» **Given request**:
The lines to be copied run from the one containing "Objective - one point per instance of the black polished" to the end of the material below; reproduce them exactly, including both ends, and nothing more.

» **Extracted records**:

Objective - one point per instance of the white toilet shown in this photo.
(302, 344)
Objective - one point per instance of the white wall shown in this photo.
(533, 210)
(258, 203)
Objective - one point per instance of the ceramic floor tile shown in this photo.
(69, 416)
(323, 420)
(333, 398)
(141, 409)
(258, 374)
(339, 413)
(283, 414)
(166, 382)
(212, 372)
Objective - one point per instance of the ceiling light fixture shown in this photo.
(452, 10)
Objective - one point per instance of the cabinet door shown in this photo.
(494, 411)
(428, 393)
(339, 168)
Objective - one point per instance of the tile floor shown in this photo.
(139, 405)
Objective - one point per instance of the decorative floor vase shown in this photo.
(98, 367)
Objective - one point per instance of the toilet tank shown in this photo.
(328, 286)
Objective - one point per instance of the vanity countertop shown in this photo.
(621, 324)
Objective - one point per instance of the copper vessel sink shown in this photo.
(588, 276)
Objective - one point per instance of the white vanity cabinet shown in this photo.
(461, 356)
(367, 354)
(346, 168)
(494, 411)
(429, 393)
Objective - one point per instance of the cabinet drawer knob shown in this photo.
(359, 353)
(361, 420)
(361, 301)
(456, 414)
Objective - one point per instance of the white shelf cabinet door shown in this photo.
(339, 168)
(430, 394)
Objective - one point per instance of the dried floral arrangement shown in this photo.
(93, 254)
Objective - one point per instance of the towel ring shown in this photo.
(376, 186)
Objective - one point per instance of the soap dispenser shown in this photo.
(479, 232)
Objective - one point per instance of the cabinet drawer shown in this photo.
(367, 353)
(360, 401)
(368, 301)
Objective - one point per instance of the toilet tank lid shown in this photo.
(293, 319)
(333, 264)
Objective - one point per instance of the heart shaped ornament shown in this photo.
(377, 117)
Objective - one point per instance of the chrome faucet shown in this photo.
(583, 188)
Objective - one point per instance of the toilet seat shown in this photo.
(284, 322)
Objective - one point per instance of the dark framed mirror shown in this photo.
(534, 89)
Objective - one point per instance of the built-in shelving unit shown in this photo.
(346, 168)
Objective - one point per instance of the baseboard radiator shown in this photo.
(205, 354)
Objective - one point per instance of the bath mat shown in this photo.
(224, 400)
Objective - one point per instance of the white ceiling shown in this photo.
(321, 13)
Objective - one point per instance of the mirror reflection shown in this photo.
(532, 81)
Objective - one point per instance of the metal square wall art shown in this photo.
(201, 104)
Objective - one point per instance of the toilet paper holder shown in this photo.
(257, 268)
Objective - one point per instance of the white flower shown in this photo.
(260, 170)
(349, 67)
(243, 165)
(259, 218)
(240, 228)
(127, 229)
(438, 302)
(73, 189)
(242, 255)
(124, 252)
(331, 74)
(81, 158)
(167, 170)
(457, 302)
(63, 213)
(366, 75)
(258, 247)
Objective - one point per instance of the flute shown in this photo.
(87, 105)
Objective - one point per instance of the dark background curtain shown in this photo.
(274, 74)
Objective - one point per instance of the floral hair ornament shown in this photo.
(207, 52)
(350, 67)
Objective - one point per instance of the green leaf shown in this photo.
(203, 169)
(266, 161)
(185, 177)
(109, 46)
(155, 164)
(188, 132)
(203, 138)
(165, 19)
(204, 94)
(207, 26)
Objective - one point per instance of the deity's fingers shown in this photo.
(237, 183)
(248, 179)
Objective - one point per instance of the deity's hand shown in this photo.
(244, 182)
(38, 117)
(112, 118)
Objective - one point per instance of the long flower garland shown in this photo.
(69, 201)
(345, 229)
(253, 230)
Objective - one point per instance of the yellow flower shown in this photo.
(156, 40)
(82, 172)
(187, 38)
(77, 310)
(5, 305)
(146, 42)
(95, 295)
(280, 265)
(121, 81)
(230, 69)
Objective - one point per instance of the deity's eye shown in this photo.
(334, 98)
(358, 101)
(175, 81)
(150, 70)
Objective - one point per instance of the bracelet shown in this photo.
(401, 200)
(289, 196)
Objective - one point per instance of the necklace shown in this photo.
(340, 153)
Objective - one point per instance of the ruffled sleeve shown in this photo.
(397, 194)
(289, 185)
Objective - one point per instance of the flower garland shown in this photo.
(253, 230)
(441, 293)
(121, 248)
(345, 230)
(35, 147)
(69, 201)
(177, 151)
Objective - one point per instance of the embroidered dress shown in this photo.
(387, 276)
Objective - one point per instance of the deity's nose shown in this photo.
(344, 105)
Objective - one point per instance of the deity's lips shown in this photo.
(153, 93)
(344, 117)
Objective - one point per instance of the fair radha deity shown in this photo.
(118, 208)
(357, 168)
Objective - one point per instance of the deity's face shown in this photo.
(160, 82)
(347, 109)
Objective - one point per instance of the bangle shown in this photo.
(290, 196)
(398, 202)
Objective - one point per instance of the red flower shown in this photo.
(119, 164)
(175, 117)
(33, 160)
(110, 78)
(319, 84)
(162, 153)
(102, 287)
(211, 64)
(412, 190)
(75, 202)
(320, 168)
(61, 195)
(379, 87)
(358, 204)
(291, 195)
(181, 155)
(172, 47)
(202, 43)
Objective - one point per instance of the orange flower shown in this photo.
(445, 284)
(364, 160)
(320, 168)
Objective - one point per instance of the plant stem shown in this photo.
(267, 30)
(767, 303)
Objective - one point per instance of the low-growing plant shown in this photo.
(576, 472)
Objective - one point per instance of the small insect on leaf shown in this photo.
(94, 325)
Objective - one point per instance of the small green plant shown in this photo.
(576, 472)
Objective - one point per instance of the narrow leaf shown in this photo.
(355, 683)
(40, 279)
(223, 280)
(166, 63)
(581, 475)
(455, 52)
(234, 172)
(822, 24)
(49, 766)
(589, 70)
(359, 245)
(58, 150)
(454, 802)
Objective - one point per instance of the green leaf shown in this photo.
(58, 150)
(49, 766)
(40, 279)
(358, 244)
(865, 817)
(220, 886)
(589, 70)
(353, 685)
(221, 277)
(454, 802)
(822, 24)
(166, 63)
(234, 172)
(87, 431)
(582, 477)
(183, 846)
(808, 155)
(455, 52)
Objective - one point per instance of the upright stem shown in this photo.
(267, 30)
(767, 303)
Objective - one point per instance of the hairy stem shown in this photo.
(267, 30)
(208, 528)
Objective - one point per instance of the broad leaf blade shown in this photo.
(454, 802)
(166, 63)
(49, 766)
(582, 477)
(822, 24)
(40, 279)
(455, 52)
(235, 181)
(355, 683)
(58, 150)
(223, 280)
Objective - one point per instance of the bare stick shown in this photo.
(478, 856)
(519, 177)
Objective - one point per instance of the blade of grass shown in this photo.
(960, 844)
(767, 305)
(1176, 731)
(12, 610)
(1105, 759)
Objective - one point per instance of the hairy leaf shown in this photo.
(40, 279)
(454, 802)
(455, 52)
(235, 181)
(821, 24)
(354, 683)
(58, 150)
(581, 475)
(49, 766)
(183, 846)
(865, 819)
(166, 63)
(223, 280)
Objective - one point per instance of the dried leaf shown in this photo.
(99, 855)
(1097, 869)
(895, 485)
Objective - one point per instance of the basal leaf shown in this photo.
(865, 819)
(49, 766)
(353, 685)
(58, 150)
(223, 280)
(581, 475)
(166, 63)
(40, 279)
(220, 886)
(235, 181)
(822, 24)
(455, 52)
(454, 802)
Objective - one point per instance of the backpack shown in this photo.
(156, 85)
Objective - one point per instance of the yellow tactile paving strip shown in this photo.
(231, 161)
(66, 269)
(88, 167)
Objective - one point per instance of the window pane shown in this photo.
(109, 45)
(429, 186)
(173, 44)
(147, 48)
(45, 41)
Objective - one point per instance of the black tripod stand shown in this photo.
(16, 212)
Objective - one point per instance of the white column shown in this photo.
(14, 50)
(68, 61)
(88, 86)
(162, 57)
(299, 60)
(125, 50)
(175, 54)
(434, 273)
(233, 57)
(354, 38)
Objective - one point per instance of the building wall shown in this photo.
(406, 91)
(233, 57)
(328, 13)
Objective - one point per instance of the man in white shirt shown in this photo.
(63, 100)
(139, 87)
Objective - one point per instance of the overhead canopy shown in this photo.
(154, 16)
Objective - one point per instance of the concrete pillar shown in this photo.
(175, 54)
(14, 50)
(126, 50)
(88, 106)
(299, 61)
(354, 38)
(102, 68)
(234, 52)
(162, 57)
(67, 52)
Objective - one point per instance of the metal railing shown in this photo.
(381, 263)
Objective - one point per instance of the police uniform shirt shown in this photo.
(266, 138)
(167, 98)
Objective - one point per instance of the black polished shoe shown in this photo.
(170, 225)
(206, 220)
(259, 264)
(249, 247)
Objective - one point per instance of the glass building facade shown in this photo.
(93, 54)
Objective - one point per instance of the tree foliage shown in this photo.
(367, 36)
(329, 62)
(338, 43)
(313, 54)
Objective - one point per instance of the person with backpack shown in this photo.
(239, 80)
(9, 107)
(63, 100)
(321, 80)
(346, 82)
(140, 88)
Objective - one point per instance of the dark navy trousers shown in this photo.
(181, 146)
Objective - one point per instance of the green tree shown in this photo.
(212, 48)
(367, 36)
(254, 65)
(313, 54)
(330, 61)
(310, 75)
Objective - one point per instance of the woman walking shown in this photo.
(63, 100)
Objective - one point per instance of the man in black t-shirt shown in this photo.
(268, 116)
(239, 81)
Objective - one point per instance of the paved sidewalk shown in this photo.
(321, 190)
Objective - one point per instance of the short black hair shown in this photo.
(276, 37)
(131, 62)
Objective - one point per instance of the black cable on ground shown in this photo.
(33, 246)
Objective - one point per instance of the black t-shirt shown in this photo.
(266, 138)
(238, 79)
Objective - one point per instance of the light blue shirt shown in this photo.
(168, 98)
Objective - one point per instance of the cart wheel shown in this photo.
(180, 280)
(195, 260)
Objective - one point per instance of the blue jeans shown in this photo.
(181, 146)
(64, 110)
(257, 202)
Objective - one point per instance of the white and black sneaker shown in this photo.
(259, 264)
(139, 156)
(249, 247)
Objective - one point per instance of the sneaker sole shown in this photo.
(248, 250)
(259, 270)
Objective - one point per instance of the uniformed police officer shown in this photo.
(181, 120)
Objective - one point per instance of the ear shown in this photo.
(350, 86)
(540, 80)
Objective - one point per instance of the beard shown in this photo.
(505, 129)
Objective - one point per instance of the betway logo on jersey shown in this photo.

» **Finished answer**:
Objective - one point per instance of the black polished shoe shown in this photo.
(170, 225)
(206, 220)
(259, 264)
(249, 247)
Objective - one point per instance of the glass building facade shown in this photo.
(93, 54)
Objective - one point per instance of the tree foliage shown in this photo.
(367, 36)
(329, 62)
(338, 43)
(313, 54)
Objective - one point per instance of the person with backpack shown in this photo.
(239, 80)
(9, 107)
(63, 100)
(321, 80)
(346, 82)
(140, 88)
Objective - one point per instance of the dark navy trousers shown in this photo.
(181, 146)
Objective - one point per instance of the green tree shown in this photo.
(212, 48)
(367, 36)
(254, 65)
(313, 54)
(330, 61)
(310, 75)
Objective - one point per instance of the woman walking shown in this photo.
(63, 100)
Objective - one point per instance of the man in black t-shirt shown in this photo.
(268, 116)
(239, 81)
Objective - one point per instance of the paved sidewalk shown in this photo.
(321, 190)
Objective - one point per instance of the short black hair shown in this photo.
(276, 37)
(131, 62)
Objective - one point per instance of the black cable on ground shown in this photo.
(33, 246)
Objective - one point per instance of the black t-shirt shown in this photo.
(266, 138)
(238, 79)
Objective - one point per instance of the light blue shirt shown in this photo.
(168, 98)
Objective - one point per instance of the cart wheel shown in this photo.
(180, 280)
(195, 260)
Objective - one point per instance of the blue jeans shown in this photo.
(181, 146)
(64, 110)
(257, 202)
Objective - one point per instance of the white and black sneaker shown in this photo.
(259, 264)
(139, 156)
(249, 247)
Objective - one point per instance of the sneaker sole shown in this photo.
(248, 250)
(259, 270)
Objective - one point per instance of the uniformed police officer shown in this photo.
(181, 120)
Objective - one point per instance of the ear shown in this photo.
(350, 86)
(540, 80)
Objective - one point per instance of the beard shown in this photo.
(505, 129)
Objective - one point per instance of the betway logo on jersey shown in this photo.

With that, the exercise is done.